═══ Working data
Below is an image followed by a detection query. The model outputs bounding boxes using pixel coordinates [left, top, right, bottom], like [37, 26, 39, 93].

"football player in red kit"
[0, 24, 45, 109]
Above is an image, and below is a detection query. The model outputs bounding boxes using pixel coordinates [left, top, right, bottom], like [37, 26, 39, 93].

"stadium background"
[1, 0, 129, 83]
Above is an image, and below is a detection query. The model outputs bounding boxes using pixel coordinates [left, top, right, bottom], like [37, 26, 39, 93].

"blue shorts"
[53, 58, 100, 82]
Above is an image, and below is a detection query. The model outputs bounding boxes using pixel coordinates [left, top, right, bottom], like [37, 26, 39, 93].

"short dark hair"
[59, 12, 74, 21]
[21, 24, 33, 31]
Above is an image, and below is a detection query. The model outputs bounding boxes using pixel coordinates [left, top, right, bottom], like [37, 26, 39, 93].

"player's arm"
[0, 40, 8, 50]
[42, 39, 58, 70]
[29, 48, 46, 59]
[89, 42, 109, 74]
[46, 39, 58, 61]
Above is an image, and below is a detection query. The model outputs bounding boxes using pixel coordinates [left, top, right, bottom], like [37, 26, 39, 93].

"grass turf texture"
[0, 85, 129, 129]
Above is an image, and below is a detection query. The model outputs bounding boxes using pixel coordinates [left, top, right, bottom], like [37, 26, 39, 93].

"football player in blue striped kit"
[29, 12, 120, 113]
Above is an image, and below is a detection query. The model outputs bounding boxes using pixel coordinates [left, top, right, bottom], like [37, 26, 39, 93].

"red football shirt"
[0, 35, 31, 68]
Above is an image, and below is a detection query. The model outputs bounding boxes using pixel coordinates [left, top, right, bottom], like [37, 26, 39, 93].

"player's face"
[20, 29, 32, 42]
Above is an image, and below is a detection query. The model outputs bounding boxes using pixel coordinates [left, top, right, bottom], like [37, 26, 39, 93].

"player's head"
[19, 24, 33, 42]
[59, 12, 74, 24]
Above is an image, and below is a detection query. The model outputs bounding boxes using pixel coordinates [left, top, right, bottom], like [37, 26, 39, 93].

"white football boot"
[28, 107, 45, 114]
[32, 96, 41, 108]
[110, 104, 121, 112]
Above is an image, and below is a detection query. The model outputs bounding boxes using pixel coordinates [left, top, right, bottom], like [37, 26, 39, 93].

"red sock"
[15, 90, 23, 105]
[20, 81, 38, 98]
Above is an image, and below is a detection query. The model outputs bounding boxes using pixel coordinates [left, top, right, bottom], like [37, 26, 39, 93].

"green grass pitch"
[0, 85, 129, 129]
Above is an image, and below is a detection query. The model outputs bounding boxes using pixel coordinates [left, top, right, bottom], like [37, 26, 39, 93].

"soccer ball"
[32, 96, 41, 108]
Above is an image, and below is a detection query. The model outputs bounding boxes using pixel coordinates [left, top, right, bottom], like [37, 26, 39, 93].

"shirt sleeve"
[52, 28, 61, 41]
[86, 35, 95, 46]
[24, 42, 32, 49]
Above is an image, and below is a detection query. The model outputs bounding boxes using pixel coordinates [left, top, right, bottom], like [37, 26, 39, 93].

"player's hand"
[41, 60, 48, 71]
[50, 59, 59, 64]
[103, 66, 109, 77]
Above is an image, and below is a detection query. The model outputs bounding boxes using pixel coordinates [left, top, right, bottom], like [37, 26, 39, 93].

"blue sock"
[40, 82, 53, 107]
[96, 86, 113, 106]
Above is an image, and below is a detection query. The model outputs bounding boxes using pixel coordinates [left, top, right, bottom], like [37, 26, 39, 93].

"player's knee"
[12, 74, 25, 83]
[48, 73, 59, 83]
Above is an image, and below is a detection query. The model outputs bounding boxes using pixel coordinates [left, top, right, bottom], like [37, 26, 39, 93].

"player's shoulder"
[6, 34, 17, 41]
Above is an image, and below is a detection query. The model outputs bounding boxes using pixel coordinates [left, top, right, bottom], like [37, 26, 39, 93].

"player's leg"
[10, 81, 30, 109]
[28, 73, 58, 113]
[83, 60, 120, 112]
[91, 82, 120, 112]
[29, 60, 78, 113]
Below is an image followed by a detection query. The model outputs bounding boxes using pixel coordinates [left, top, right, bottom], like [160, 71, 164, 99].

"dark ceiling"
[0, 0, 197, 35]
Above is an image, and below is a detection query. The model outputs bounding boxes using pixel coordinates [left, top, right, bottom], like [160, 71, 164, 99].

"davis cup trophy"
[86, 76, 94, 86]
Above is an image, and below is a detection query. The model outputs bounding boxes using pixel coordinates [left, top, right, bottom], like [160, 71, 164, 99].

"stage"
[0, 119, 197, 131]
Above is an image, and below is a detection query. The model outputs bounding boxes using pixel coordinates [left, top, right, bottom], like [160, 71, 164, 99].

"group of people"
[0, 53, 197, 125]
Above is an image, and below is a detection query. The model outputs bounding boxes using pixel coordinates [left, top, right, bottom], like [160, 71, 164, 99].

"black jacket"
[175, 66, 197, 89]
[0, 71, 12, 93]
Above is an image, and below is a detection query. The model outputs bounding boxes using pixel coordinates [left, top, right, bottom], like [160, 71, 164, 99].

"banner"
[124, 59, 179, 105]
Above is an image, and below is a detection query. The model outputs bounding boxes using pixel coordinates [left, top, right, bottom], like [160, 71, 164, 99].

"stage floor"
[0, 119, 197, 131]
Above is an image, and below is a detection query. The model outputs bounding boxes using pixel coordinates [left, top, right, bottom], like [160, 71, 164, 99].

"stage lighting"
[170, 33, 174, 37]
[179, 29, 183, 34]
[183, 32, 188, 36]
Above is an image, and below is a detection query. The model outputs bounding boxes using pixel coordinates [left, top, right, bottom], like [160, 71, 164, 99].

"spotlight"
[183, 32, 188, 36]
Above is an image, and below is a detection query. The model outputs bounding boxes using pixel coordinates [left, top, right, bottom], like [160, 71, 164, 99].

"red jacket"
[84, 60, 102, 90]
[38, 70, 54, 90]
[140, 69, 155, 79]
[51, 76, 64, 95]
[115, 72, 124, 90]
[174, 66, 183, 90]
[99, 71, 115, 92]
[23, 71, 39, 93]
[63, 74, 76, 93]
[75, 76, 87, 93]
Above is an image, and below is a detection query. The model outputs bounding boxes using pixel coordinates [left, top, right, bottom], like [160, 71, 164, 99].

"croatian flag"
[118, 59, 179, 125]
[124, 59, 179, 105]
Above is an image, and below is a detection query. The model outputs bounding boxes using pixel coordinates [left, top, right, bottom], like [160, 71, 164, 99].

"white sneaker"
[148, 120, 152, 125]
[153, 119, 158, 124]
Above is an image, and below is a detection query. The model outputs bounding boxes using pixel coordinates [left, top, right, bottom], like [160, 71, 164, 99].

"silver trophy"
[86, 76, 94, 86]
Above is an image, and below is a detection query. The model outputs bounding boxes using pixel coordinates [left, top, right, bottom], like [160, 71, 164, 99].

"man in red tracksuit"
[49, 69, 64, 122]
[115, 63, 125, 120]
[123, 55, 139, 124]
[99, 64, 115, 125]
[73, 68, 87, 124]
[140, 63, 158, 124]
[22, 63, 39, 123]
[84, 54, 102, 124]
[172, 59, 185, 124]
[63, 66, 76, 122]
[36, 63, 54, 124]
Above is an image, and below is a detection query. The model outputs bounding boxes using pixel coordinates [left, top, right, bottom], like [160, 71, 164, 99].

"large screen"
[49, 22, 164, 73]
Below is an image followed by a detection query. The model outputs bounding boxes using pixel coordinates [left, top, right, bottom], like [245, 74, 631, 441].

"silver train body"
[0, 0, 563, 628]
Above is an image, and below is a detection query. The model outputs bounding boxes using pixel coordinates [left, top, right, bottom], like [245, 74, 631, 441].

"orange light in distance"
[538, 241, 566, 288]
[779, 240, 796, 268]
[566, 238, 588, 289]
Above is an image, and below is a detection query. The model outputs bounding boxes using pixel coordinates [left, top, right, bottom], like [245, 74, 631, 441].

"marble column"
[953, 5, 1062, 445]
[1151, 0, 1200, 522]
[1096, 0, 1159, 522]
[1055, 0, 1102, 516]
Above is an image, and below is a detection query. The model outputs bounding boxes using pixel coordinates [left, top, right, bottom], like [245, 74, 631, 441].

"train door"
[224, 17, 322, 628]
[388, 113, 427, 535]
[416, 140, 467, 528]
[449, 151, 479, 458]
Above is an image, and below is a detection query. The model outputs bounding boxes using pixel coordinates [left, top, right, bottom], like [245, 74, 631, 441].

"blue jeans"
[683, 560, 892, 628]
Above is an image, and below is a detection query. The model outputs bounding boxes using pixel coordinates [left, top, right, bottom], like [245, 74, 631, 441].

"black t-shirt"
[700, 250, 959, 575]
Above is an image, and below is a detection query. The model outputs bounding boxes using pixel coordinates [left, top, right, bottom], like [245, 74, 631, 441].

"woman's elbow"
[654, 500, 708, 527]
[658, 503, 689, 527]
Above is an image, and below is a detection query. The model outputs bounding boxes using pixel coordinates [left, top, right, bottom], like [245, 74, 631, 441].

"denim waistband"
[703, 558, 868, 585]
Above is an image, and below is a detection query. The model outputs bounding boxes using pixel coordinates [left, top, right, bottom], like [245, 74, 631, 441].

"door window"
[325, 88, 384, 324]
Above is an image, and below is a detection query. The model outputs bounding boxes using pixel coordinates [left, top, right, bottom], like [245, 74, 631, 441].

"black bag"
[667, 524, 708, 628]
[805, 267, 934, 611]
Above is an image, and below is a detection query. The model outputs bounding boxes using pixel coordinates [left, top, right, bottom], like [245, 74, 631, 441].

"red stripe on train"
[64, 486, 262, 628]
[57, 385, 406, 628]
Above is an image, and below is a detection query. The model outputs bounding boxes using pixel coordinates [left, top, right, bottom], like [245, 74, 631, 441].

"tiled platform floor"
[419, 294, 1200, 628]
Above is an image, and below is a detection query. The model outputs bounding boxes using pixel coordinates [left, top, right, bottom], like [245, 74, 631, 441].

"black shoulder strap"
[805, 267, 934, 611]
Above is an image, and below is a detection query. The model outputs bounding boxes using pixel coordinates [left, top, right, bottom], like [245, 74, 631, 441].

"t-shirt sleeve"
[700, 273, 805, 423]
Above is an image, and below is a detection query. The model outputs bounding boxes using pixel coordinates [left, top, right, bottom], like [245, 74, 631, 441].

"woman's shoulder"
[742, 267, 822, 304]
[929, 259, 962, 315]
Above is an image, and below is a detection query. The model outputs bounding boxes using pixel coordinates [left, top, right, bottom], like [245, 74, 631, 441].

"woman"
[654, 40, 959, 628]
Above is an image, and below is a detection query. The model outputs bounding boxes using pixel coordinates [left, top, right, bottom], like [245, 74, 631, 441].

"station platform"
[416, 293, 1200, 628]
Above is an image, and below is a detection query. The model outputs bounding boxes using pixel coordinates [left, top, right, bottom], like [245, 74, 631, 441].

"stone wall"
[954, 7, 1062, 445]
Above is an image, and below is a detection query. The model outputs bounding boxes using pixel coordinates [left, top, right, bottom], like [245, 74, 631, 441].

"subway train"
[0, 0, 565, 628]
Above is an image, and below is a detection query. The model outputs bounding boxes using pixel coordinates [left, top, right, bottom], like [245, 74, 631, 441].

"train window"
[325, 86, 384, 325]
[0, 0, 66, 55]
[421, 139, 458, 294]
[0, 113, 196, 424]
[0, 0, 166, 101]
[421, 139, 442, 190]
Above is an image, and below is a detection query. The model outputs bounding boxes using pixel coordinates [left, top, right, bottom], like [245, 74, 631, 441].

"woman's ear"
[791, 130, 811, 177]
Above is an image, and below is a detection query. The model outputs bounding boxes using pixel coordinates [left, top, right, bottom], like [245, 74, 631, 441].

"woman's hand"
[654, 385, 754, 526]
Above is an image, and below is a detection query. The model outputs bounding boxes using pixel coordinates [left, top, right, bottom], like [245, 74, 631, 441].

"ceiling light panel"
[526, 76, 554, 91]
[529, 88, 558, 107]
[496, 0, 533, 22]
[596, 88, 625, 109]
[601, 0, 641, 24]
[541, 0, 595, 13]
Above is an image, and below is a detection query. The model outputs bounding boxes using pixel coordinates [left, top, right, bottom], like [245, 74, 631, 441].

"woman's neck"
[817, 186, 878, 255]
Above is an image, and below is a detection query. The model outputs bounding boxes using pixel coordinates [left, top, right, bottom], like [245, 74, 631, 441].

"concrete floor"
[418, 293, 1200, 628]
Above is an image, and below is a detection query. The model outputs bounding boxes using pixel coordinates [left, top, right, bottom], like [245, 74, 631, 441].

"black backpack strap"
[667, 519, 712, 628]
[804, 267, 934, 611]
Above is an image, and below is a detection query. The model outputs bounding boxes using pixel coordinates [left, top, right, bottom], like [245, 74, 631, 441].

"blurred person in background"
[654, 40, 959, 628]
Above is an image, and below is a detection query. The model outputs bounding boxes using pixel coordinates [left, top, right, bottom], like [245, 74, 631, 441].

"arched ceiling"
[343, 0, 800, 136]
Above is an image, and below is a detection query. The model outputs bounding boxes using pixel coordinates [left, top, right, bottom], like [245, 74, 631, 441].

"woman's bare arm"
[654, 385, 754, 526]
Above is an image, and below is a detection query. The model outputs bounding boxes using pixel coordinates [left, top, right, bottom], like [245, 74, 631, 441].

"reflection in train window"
══════
# Requirement:
Copy the data above word for word, starting at its first line and stopping after the line that contains "[46, 39, 58, 61]".

# Full output:
Below is an image followed by a detection query. The model outputs bounding boxes using pixel coordinates [left, top, right, bottom], like [37, 26, 39, 93].

"football player in red kit"
[0, 24, 45, 109]
Above is an image, and below is a detection query. The model outputs bounding boxes using pixel coordinates [left, top, right, bottom], like [37, 26, 39, 93].

"stadium background"
[1, 0, 129, 83]
Above is an image, and below is a detection query. The model outputs bounding boxes using pixel coordinates [left, top, right, bottom], like [37, 26, 39, 93].

"blue shorts"
[53, 58, 100, 82]
Above is an image, and below is a detection query. The model outputs bounding boxes using pixel coordinates [left, top, right, bottom], like [37, 26, 39, 93].

"short dark hair"
[59, 12, 74, 21]
[21, 24, 33, 31]
Above is an image, and below is a detection query. The model outputs bounding boxes using pixel coordinates [left, top, right, bottom], like [37, 26, 39, 93].

"player's arm"
[0, 40, 8, 50]
[42, 39, 58, 70]
[29, 48, 46, 59]
[89, 42, 109, 74]
[46, 39, 58, 61]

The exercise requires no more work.